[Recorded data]

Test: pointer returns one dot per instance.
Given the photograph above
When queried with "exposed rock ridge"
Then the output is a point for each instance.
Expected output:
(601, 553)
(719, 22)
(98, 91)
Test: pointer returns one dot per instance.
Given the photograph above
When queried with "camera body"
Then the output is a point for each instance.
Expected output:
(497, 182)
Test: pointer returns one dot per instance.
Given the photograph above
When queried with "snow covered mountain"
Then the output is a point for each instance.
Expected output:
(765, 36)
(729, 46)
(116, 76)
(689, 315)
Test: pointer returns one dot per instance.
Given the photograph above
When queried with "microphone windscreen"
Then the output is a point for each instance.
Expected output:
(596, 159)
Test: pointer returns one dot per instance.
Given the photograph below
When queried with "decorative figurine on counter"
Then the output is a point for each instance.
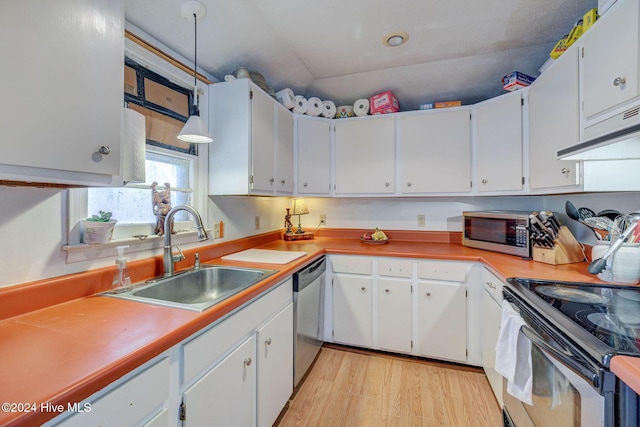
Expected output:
(287, 222)
(161, 201)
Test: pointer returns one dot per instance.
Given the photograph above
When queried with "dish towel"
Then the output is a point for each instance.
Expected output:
(513, 355)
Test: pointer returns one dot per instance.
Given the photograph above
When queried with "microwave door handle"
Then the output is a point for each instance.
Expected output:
(563, 357)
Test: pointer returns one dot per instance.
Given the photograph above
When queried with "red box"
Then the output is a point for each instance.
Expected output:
(383, 103)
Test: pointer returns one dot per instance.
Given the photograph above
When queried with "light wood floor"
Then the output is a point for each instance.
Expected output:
(356, 388)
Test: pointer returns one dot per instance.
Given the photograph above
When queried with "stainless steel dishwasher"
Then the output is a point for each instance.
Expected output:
(308, 316)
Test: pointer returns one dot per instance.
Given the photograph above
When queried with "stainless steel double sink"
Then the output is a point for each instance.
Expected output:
(196, 289)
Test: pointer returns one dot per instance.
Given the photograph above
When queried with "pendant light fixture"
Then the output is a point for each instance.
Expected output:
(195, 130)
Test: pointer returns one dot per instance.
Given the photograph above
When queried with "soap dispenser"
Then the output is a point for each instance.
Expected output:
(122, 280)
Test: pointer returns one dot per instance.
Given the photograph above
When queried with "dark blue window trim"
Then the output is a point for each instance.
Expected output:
(143, 73)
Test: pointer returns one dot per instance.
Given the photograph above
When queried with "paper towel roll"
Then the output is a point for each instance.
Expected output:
(314, 106)
(301, 105)
(361, 107)
(134, 143)
(344, 111)
(328, 109)
(286, 98)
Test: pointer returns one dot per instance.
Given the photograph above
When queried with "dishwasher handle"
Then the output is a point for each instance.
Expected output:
(309, 274)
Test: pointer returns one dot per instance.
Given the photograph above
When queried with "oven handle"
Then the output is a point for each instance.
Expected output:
(563, 357)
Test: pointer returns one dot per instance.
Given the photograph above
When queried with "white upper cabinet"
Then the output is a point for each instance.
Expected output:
(554, 124)
(365, 156)
(62, 91)
(435, 151)
(252, 149)
(314, 155)
(610, 59)
(499, 144)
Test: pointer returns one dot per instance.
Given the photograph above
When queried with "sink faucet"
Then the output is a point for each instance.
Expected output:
(169, 259)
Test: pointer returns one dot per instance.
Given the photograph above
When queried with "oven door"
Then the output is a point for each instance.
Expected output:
(565, 389)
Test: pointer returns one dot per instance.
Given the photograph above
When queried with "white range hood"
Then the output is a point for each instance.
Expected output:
(615, 138)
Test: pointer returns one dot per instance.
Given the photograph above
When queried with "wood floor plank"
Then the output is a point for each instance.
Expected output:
(350, 387)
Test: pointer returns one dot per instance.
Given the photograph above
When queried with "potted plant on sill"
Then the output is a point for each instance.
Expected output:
(98, 228)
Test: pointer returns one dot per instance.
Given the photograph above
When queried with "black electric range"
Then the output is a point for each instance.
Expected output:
(603, 320)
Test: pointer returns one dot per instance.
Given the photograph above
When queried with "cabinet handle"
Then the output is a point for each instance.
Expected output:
(619, 81)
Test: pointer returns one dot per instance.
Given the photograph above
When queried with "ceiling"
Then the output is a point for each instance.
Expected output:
(457, 49)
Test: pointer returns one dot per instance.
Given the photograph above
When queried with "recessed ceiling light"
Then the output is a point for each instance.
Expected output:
(395, 39)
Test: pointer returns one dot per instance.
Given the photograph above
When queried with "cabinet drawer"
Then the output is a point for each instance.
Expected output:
(443, 270)
(394, 267)
(130, 402)
(492, 285)
(206, 348)
(351, 264)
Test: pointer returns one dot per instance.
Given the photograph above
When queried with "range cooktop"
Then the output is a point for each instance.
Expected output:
(609, 313)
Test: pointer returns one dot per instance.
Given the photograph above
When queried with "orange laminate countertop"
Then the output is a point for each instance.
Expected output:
(65, 352)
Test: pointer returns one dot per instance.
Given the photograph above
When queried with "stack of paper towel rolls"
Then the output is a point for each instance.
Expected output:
(311, 107)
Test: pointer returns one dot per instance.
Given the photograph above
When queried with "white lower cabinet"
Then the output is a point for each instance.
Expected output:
(491, 319)
(226, 394)
(442, 321)
(275, 362)
(353, 310)
(394, 315)
(407, 306)
(139, 400)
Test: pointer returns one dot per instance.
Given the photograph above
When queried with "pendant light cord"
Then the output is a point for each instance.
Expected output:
(195, 60)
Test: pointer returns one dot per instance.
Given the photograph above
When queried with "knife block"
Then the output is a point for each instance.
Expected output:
(566, 250)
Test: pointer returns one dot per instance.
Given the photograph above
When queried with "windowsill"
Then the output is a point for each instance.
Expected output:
(85, 252)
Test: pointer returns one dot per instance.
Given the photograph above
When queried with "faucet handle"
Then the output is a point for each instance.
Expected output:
(196, 264)
(179, 257)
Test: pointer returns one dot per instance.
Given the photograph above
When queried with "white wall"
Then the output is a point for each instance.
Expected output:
(33, 221)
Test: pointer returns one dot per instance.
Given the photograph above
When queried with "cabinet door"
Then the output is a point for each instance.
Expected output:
(554, 124)
(499, 143)
(435, 152)
(284, 151)
(442, 321)
(275, 366)
(263, 131)
(365, 156)
(225, 395)
(394, 315)
(610, 55)
(491, 318)
(58, 108)
(353, 310)
(314, 156)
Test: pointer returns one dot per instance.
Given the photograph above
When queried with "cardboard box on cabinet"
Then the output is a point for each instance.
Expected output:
(384, 103)
(516, 80)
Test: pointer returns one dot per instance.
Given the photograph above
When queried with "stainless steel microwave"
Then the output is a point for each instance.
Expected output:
(498, 231)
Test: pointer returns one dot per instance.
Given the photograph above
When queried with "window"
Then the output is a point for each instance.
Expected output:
(132, 204)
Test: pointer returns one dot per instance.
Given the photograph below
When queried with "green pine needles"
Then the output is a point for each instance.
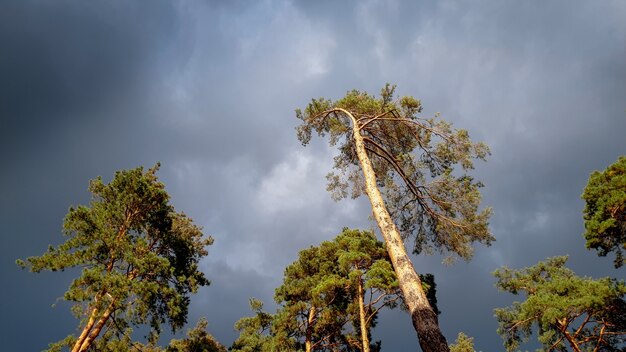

• _Written task_: How many lines in the data above contain the string "floor"? Case matters. Reply with the number alone.

• _Response_: 2